- [Page text]

- Opening Delimiter -

Imagine buying a Mercedes Benz luxury car to take a trip. You save your hard-earned cash and spend handsomely for the car because of its human engineering, reputation and admire its comfort during a test drive. You drive it from the dealer and find the car’s the rage as it sits in your driveway. You gloat over its finish and detailing. You’re the envy of the neighborhood.
And then you find out the trip is a transatlantic one, and you should have bought a boat instead.
Such is the lure of technology in medicine. It seems all too often the development, manufacturing, and marketing of devices, especially high-tech robotics, has exceeded our understanding of the mechanisms and etiologies of the very diseases we hope to treat. And it is sexy.
But others have argued that such technology does nothing but contribute to hospitals' technical arms race.
Such is the case of atrial fibrillation ablation.
I am struggling with the decision of obtaining a device to perform robotic-assisted catheter ablation of atrial fibrillation. There are several devices now on the market. One is a mechanical robotic sheath system from Hansen Medical that purports to "extend my reach" to locations within the left atrium better and with more precision, and the other a system from Stereotaxis that uses a powerful magnetic field to provide "a softer touch to the treatment of heart disease."
Both systems have their pros and cons. Both are expensive.
But despite huge leaps in our understanding of atrial fibrillation and its mechanisms, the more I understand the arrhythmia, the more I have come to believe that we still don’t understand the mechanisms at play in the individual patient. For instance, why do some patients with normal-sized hearts get atrial fibrillation while others do not? Why do some patients with huge left atria from mitral stenosis sometimes never manifest the arrhythmia, while others are debilitated by it? What are the long-term mortality data with ablation compared to drug therapy? With the complications of the procedure (which admittedly are rare in skilled hands), are these still less than the complications of anticoagulation or drug therapy? What really is the role of neurologic (ganglionic) inputs to the heart at supporting atrial fibrillation versus fibrous remodeling or pulmonary disease?
And while these robotics are ingenious instruments, can they really replicate the remarkable tactile feedback of the human hand and assure the safety of these uncharted waters? Will they respond as quickly to visual and tactile clues afforded by our senses at the patient's bedside? And where should we ablate? Do we really need such complicated and expensive machinery before more basic questions are answered?
Certainly the FDA has approved these devices as safe. But this does not guarentee improvements in ablation efficacy. These early approvals to little to reassure those of us in the day-to-day clinical grind of these devices' cost effectiveness. For instance, despite all of the testing in human volunteers of the magnetically-driven system by Stereotaxis, I was left to wonder how this system was approved with its propensity to developing large char formation compared to more conventional approaches. Was this not seen in earlier trials? Didn't this affect the movement of their catheter as it welded to the left atrial surface? Wasn't this considered important? How much additional time did correcting these problems add to the procedure?
Perhaps in the end it won’t matter. Perhaps the ablation lesion sets during atrial fibrillation ablation procedures will be so defined so accurately through brute force trial-and-error that we will simply push a button and, like a car wash, a catheter will be dragged through a pre-defined course that’s the same for everyone and everyone's atrial fibrillation will be magically cured. As if everyone's atrium was the same size and shape.
But then again, maybe before buying our "Mercedes," we should first look to see if we need a boat instead.

- Closing Delimiter -

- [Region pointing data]
- Opening Delimiter -

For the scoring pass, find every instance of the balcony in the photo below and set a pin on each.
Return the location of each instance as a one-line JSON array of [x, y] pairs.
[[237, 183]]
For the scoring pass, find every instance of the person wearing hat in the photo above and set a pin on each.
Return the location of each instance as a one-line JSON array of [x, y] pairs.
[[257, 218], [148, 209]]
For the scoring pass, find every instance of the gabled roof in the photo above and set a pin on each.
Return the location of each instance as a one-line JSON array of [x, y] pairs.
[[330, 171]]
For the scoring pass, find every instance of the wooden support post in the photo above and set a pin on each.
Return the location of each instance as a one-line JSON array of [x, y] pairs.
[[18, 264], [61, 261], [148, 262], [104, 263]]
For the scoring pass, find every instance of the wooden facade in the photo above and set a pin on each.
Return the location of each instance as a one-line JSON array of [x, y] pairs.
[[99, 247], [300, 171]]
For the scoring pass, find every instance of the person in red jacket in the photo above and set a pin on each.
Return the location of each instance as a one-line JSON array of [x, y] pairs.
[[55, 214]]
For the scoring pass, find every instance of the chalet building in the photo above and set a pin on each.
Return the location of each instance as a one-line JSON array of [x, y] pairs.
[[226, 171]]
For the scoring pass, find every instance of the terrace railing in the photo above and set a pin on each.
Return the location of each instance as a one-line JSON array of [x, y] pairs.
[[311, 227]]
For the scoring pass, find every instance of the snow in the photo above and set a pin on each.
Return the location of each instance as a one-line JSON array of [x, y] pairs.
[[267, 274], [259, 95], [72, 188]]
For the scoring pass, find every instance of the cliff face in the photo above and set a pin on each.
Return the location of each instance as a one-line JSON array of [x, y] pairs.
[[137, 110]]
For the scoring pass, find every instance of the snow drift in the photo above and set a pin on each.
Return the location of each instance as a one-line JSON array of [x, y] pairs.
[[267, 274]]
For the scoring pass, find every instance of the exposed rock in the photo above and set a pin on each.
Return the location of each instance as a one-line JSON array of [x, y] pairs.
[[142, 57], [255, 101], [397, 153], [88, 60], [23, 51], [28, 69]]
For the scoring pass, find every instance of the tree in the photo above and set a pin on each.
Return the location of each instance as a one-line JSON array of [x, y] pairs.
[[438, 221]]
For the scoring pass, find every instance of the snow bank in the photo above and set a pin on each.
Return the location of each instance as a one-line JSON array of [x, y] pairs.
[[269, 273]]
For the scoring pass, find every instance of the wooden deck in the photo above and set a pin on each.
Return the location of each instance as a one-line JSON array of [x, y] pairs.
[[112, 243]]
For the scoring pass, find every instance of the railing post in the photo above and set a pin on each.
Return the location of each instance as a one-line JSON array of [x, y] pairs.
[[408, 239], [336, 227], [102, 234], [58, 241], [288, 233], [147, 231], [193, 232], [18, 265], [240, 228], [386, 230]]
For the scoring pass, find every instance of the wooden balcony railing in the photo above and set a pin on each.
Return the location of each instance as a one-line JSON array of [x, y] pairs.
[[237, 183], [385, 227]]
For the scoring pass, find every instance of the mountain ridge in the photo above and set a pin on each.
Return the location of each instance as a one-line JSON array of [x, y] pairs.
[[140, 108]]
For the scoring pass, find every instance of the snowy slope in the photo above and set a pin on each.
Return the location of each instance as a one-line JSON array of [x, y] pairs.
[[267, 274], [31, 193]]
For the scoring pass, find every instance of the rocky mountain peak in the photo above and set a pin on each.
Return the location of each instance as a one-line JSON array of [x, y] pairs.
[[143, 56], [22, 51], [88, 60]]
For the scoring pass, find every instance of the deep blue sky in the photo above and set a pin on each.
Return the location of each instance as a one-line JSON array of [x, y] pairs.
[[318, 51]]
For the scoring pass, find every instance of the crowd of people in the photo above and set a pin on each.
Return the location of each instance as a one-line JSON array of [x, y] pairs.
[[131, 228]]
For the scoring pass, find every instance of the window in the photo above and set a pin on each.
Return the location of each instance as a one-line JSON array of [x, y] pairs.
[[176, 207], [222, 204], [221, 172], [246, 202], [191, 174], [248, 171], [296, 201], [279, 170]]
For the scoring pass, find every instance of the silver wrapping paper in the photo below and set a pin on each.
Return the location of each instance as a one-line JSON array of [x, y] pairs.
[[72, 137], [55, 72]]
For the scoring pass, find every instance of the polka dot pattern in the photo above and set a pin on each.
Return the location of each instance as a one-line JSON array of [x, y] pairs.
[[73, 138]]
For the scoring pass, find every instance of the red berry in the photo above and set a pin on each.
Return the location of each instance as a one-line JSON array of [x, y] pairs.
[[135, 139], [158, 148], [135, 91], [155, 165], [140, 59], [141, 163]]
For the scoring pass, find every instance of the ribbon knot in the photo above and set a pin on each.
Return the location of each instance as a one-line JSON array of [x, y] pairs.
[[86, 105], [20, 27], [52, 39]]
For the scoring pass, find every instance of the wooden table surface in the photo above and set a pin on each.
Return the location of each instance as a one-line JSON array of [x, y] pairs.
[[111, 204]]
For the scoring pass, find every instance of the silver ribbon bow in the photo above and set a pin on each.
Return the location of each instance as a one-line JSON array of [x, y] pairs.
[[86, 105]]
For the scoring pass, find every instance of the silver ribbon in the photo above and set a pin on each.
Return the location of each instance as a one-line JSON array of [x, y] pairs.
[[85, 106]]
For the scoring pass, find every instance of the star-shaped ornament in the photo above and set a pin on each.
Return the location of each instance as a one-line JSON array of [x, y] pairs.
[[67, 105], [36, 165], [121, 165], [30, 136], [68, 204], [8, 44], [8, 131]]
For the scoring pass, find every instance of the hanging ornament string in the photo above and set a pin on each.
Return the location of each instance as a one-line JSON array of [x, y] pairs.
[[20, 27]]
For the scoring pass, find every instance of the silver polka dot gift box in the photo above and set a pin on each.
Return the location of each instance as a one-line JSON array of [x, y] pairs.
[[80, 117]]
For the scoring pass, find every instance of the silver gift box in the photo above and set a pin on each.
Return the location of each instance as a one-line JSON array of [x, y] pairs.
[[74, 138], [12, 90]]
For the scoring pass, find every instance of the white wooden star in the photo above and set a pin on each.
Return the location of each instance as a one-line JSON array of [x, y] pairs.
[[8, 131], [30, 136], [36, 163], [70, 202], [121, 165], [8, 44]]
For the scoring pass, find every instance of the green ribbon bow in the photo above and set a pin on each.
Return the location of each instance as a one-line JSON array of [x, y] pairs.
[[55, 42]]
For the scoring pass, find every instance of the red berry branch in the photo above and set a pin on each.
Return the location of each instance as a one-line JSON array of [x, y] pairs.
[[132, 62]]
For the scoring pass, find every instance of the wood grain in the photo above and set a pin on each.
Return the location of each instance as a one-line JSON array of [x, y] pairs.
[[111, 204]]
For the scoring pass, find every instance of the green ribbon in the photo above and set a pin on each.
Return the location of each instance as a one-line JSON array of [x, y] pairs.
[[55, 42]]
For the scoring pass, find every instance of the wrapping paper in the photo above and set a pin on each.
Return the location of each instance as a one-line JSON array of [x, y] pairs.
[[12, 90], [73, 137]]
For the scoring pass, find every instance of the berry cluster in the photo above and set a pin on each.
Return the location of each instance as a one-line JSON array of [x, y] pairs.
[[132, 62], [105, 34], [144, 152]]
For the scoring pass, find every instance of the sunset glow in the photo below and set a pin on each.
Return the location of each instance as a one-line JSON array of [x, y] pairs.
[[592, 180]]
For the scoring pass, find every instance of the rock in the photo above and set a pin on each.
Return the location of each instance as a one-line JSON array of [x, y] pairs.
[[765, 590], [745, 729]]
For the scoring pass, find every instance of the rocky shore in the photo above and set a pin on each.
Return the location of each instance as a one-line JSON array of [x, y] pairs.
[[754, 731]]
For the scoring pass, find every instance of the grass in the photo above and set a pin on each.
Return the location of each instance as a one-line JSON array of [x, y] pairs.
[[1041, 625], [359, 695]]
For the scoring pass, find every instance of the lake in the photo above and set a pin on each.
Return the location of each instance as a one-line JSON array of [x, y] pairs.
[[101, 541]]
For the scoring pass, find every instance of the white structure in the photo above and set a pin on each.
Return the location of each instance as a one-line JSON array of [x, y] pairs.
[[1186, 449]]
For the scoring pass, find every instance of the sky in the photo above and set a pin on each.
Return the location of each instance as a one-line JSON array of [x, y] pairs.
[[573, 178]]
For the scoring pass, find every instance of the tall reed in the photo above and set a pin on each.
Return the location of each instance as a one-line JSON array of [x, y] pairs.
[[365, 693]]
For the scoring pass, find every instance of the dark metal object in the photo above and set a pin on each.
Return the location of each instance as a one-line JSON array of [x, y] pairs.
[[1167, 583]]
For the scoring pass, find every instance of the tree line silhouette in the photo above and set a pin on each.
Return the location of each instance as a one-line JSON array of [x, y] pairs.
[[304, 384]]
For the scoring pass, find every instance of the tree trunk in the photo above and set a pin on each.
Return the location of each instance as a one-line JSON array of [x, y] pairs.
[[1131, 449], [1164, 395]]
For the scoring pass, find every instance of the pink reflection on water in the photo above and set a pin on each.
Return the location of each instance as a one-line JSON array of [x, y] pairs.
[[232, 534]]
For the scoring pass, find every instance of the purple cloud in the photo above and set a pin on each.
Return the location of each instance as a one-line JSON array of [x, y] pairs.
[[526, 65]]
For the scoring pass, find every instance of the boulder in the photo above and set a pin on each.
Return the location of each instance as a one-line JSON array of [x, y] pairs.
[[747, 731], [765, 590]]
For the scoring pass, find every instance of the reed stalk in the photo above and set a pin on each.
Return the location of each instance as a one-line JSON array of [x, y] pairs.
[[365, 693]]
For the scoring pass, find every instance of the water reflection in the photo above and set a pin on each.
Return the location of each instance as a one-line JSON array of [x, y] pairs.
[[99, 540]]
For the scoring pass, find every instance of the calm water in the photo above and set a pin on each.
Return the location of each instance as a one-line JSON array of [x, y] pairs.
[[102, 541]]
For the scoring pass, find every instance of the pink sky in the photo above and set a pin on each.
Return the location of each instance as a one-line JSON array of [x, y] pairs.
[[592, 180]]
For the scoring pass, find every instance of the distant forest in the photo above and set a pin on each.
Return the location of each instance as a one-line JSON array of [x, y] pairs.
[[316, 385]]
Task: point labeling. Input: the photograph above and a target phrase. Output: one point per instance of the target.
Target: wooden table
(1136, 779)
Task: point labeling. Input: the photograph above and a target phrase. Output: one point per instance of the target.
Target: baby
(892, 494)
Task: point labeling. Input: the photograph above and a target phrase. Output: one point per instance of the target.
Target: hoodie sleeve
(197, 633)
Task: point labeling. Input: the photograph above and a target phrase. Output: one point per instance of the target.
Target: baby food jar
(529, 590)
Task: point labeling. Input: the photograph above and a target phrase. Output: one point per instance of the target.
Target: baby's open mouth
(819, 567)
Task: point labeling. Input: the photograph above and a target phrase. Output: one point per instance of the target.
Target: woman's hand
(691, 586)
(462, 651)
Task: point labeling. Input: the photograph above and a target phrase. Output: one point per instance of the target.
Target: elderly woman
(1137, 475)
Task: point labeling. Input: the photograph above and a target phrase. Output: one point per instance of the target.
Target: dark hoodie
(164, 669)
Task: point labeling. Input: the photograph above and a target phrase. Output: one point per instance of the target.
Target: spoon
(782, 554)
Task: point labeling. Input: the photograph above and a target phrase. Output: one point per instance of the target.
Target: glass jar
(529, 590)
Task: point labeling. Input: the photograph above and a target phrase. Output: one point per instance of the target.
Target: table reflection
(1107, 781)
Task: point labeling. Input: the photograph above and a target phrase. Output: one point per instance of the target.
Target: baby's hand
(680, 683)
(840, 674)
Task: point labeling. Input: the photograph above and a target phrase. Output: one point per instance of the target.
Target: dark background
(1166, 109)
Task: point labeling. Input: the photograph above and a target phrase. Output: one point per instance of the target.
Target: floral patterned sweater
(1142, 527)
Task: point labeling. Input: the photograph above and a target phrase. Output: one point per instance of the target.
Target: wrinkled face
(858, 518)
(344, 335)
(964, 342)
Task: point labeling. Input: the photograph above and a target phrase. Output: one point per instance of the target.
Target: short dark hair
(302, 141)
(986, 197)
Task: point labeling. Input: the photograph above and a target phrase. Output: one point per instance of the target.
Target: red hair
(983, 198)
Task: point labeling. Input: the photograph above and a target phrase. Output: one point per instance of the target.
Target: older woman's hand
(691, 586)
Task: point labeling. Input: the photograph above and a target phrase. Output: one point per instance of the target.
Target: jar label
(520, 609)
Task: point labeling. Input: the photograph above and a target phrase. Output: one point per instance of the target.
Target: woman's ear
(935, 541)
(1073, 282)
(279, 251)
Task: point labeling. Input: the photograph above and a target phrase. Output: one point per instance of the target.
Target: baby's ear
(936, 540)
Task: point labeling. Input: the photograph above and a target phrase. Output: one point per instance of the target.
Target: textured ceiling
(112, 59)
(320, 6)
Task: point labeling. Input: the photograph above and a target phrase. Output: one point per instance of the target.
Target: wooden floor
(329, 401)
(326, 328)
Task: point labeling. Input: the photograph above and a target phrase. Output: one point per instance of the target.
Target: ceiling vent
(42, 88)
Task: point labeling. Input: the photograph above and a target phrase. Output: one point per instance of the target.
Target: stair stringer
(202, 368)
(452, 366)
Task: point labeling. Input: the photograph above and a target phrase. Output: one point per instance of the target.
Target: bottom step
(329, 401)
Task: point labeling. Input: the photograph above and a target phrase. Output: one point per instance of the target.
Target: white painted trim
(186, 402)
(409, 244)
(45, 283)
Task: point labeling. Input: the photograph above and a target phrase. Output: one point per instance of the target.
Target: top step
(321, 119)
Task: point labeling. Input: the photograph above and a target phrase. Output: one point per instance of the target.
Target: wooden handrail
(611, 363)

- Closing Delimiter -

Answer these questions from the text on robotic atrial fibrillation ablation, numbering your answers to match:
1. In the opening comparison, what should have been bought instead of the car?
2. Which company makes the mechanical robotic sheath system?
3. According to the text, what does the Stereotaxis system tend to develop, compared to more conventional approaches?
These rows have nothing to do with the text on robotic atrial fibrillation ablation.

1. A boat.
2. Hansen Medical.
3. Large char formation.